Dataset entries
:::

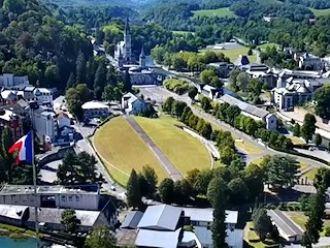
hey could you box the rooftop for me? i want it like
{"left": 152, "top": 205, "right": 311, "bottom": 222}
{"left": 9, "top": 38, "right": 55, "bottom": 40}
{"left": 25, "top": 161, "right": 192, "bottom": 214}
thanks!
{"left": 0, "top": 184, "right": 100, "bottom": 195}
{"left": 28, "top": 207, "right": 101, "bottom": 226}
{"left": 137, "top": 204, "right": 182, "bottom": 231}
{"left": 219, "top": 94, "right": 269, "bottom": 119}
{"left": 135, "top": 228, "right": 181, "bottom": 248}
{"left": 182, "top": 208, "right": 238, "bottom": 224}
{"left": 0, "top": 204, "right": 28, "bottom": 220}
{"left": 82, "top": 101, "right": 109, "bottom": 110}
{"left": 268, "top": 210, "right": 303, "bottom": 238}
{"left": 121, "top": 211, "right": 144, "bottom": 229}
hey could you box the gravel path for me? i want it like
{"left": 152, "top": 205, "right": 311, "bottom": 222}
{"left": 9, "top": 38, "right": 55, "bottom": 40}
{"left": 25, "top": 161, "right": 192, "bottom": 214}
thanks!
{"left": 125, "top": 116, "right": 182, "bottom": 181}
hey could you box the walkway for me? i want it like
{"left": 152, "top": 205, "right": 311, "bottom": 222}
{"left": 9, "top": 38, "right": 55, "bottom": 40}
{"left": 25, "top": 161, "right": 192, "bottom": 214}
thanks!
{"left": 125, "top": 116, "right": 182, "bottom": 181}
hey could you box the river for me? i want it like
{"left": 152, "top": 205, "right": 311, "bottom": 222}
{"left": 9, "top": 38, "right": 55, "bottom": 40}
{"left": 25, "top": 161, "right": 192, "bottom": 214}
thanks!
{"left": 0, "top": 236, "right": 38, "bottom": 248}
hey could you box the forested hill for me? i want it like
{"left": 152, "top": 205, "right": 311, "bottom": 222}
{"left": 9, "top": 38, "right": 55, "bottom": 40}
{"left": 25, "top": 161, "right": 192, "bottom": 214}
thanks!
{"left": 0, "top": 0, "right": 94, "bottom": 90}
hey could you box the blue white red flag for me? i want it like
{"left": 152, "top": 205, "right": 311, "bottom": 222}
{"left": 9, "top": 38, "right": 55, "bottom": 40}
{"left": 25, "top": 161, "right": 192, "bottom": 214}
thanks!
{"left": 8, "top": 131, "right": 33, "bottom": 165}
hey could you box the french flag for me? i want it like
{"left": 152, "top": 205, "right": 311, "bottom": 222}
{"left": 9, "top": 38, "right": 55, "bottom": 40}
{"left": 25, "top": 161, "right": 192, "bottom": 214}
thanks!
{"left": 8, "top": 131, "right": 33, "bottom": 165}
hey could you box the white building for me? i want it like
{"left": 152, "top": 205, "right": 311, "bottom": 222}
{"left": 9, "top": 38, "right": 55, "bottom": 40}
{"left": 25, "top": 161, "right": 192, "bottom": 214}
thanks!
{"left": 295, "top": 53, "right": 324, "bottom": 71}
{"left": 32, "top": 106, "right": 57, "bottom": 143}
{"left": 33, "top": 88, "right": 53, "bottom": 105}
{"left": 0, "top": 73, "right": 29, "bottom": 89}
{"left": 268, "top": 210, "right": 304, "bottom": 242}
{"left": 0, "top": 184, "right": 100, "bottom": 211}
{"left": 272, "top": 79, "right": 316, "bottom": 111}
{"left": 218, "top": 94, "right": 278, "bottom": 130}
{"left": 81, "top": 101, "right": 110, "bottom": 121}
{"left": 122, "top": 204, "right": 243, "bottom": 248}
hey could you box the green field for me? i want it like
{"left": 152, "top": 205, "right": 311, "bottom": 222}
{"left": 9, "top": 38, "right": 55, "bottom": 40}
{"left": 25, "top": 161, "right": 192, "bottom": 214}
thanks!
{"left": 200, "top": 46, "right": 257, "bottom": 64}
{"left": 135, "top": 116, "right": 212, "bottom": 176}
{"left": 310, "top": 8, "right": 330, "bottom": 17}
{"left": 258, "top": 43, "right": 279, "bottom": 51}
{"left": 192, "top": 7, "right": 235, "bottom": 19}
{"left": 93, "top": 117, "right": 167, "bottom": 186}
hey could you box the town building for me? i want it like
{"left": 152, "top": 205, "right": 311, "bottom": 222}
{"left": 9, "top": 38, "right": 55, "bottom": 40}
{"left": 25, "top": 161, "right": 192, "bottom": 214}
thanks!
{"left": 207, "top": 62, "right": 234, "bottom": 78}
{"left": 272, "top": 78, "right": 320, "bottom": 111}
{"left": 0, "top": 184, "right": 100, "bottom": 211}
{"left": 198, "top": 84, "right": 223, "bottom": 99}
{"left": 81, "top": 101, "right": 110, "bottom": 122}
{"left": 121, "top": 93, "right": 154, "bottom": 115}
{"left": 0, "top": 109, "right": 24, "bottom": 141}
{"left": 294, "top": 53, "right": 324, "bottom": 71}
{"left": 119, "top": 204, "right": 243, "bottom": 248}
{"left": 241, "top": 63, "right": 277, "bottom": 88}
{"left": 218, "top": 94, "right": 278, "bottom": 130}
{"left": 268, "top": 209, "right": 304, "bottom": 242}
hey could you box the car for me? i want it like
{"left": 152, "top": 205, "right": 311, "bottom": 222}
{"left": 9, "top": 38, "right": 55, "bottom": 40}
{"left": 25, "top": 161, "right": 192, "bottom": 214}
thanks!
{"left": 308, "top": 147, "right": 316, "bottom": 151}
{"left": 110, "top": 186, "right": 116, "bottom": 191}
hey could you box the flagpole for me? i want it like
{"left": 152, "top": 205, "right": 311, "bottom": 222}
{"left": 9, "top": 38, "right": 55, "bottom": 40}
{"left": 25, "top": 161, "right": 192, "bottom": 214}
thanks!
{"left": 31, "top": 112, "right": 39, "bottom": 247}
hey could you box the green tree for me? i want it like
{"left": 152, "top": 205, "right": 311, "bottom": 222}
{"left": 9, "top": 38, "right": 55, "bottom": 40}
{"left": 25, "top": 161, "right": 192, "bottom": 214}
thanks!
{"left": 314, "top": 84, "right": 330, "bottom": 120}
{"left": 244, "top": 163, "right": 264, "bottom": 200}
{"left": 201, "top": 122, "right": 212, "bottom": 139}
{"left": 3, "top": 0, "right": 25, "bottom": 14}
{"left": 208, "top": 176, "right": 228, "bottom": 248}
{"left": 61, "top": 209, "right": 81, "bottom": 234}
{"left": 66, "top": 72, "right": 76, "bottom": 90}
{"left": 94, "top": 62, "right": 107, "bottom": 99}
{"left": 140, "top": 165, "right": 158, "bottom": 197}
{"left": 188, "top": 87, "right": 198, "bottom": 101}
{"left": 126, "top": 169, "right": 142, "bottom": 209}
{"left": 84, "top": 225, "right": 116, "bottom": 248}
{"left": 76, "top": 51, "right": 87, "bottom": 84}
{"left": 252, "top": 208, "right": 272, "bottom": 241}
{"left": 264, "top": 155, "right": 299, "bottom": 189}
{"left": 315, "top": 133, "right": 322, "bottom": 147}
{"left": 228, "top": 178, "right": 249, "bottom": 204}
{"left": 236, "top": 72, "right": 249, "bottom": 92}
{"left": 301, "top": 113, "right": 316, "bottom": 143}
{"left": 102, "top": 84, "right": 123, "bottom": 101}
{"left": 220, "top": 146, "right": 237, "bottom": 165}
{"left": 201, "top": 96, "right": 212, "bottom": 112}
{"left": 159, "top": 178, "right": 174, "bottom": 204}
{"left": 162, "top": 97, "right": 174, "bottom": 113}
{"left": 293, "top": 123, "right": 301, "bottom": 137}
{"left": 0, "top": 127, "right": 14, "bottom": 182}
{"left": 123, "top": 70, "right": 132, "bottom": 93}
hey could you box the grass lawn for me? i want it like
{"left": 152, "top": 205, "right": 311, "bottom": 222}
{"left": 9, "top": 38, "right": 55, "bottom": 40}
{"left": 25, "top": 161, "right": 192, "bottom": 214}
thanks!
{"left": 172, "top": 30, "right": 195, "bottom": 36}
{"left": 304, "top": 167, "right": 318, "bottom": 181}
{"left": 192, "top": 7, "right": 235, "bottom": 19}
{"left": 258, "top": 43, "right": 279, "bottom": 51}
{"left": 135, "top": 116, "right": 212, "bottom": 176}
{"left": 235, "top": 139, "right": 263, "bottom": 155}
{"left": 200, "top": 46, "right": 257, "bottom": 64}
{"left": 93, "top": 117, "right": 167, "bottom": 186}
{"left": 244, "top": 221, "right": 279, "bottom": 248}
{"left": 310, "top": 8, "right": 330, "bottom": 17}
{"left": 290, "top": 136, "right": 305, "bottom": 145}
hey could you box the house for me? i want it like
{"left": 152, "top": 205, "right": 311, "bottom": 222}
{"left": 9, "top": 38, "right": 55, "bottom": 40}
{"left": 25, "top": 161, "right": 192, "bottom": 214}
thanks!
{"left": 0, "top": 184, "right": 100, "bottom": 211}
{"left": 26, "top": 207, "right": 110, "bottom": 233}
{"left": 267, "top": 210, "right": 304, "bottom": 242}
{"left": 241, "top": 63, "right": 277, "bottom": 88}
{"left": 120, "top": 204, "right": 243, "bottom": 248}
{"left": 55, "top": 112, "right": 74, "bottom": 146}
{"left": 199, "top": 85, "right": 223, "bottom": 99}
{"left": 207, "top": 62, "right": 234, "bottom": 78}
{"left": 33, "top": 88, "right": 53, "bottom": 105}
{"left": 81, "top": 101, "right": 110, "bottom": 122}
{"left": 272, "top": 79, "right": 317, "bottom": 111}
{"left": 218, "top": 94, "right": 278, "bottom": 130}
{"left": 31, "top": 105, "right": 57, "bottom": 144}
{"left": 0, "top": 109, "right": 24, "bottom": 141}
{"left": 129, "top": 69, "right": 167, "bottom": 86}
{"left": 122, "top": 93, "right": 153, "bottom": 115}
{"left": 53, "top": 95, "right": 67, "bottom": 113}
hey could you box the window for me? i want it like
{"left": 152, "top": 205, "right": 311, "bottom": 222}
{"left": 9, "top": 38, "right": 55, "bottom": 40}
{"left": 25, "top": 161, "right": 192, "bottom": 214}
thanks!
{"left": 61, "top": 195, "right": 66, "bottom": 202}
{"left": 68, "top": 196, "right": 73, "bottom": 202}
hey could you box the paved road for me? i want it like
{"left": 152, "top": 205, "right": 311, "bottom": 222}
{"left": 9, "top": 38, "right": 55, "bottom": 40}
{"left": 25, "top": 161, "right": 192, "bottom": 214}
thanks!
{"left": 74, "top": 124, "right": 126, "bottom": 199}
{"left": 125, "top": 116, "right": 182, "bottom": 181}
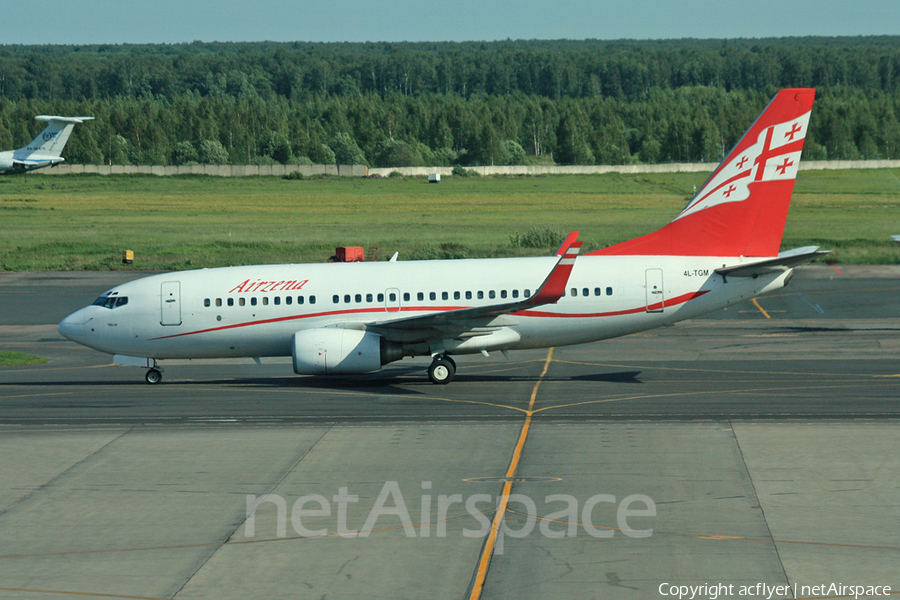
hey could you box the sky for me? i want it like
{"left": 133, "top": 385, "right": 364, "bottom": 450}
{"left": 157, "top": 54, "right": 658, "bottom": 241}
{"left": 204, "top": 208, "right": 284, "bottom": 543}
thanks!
{"left": 0, "top": 0, "right": 897, "bottom": 45}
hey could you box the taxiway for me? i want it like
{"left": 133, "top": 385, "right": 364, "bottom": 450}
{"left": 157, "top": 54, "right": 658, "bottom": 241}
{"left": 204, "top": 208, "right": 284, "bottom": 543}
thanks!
{"left": 0, "top": 266, "right": 897, "bottom": 599}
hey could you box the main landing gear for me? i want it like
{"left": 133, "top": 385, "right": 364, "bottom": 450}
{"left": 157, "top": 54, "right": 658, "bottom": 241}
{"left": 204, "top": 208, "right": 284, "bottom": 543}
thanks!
{"left": 428, "top": 355, "right": 456, "bottom": 385}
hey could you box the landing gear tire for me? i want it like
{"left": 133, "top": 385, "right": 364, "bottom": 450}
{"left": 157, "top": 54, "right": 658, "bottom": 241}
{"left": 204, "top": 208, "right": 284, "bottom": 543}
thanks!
{"left": 428, "top": 356, "right": 456, "bottom": 385}
{"left": 145, "top": 369, "right": 162, "bottom": 385}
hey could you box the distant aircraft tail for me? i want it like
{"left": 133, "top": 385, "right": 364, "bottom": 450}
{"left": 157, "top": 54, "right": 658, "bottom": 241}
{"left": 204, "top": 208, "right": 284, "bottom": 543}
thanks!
{"left": 589, "top": 88, "right": 816, "bottom": 258}
{"left": 19, "top": 116, "right": 94, "bottom": 158}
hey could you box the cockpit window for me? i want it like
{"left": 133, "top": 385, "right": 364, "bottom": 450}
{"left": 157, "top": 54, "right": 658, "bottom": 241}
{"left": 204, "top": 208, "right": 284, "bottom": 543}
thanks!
{"left": 92, "top": 294, "right": 128, "bottom": 309}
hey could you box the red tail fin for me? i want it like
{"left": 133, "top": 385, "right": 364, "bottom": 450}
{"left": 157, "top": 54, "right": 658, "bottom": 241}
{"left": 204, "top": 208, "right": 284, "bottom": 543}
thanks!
{"left": 590, "top": 88, "right": 816, "bottom": 258}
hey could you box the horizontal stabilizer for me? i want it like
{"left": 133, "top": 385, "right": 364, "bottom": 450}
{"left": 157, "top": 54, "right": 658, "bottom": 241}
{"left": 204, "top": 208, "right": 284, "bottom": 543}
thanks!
{"left": 715, "top": 246, "right": 830, "bottom": 278}
{"left": 35, "top": 116, "right": 95, "bottom": 124}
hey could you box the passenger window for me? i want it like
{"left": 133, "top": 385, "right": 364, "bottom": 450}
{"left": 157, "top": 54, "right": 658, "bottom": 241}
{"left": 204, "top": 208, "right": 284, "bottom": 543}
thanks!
{"left": 442, "top": 291, "right": 449, "bottom": 300}
{"left": 465, "top": 291, "right": 472, "bottom": 300}
{"left": 239, "top": 298, "right": 246, "bottom": 307}
{"left": 333, "top": 295, "right": 339, "bottom": 304}
{"left": 477, "top": 291, "right": 484, "bottom": 300}
{"left": 429, "top": 292, "right": 436, "bottom": 301}
{"left": 512, "top": 290, "right": 519, "bottom": 299}
{"left": 227, "top": 298, "right": 234, "bottom": 307}
{"left": 250, "top": 298, "right": 257, "bottom": 306}
{"left": 570, "top": 287, "right": 577, "bottom": 297}
{"left": 389, "top": 292, "right": 397, "bottom": 302}
{"left": 606, "top": 287, "right": 613, "bottom": 296}
{"left": 286, "top": 296, "right": 292, "bottom": 305}
{"left": 594, "top": 287, "right": 602, "bottom": 296}
{"left": 344, "top": 294, "right": 351, "bottom": 303}
{"left": 216, "top": 298, "right": 222, "bottom": 307}
{"left": 489, "top": 291, "right": 496, "bottom": 299}
{"left": 377, "top": 293, "right": 384, "bottom": 302}
{"left": 310, "top": 296, "right": 316, "bottom": 304}
{"left": 274, "top": 297, "right": 281, "bottom": 306}
{"left": 298, "top": 296, "right": 305, "bottom": 305}
{"left": 262, "top": 297, "right": 269, "bottom": 306}
{"left": 417, "top": 292, "right": 424, "bottom": 301}
{"left": 403, "top": 292, "right": 410, "bottom": 302}
{"left": 583, "top": 288, "right": 589, "bottom": 297}
{"left": 453, "top": 291, "right": 460, "bottom": 300}
{"left": 355, "top": 294, "right": 362, "bottom": 303}
{"left": 524, "top": 289, "right": 531, "bottom": 297}
{"left": 204, "top": 298, "right": 211, "bottom": 307}
{"left": 500, "top": 290, "right": 507, "bottom": 299}
{"left": 367, "top": 293, "right": 374, "bottom": 303}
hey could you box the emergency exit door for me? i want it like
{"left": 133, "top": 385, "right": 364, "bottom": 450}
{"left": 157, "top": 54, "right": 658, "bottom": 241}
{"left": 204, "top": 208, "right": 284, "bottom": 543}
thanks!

:::

EXERCISE AIM
Would you show every line in the data above that contains the string "building"?

EXPECTED ANSWER
hey could you box the white building for me? i want it like
hey could you box the town building for me? i want it like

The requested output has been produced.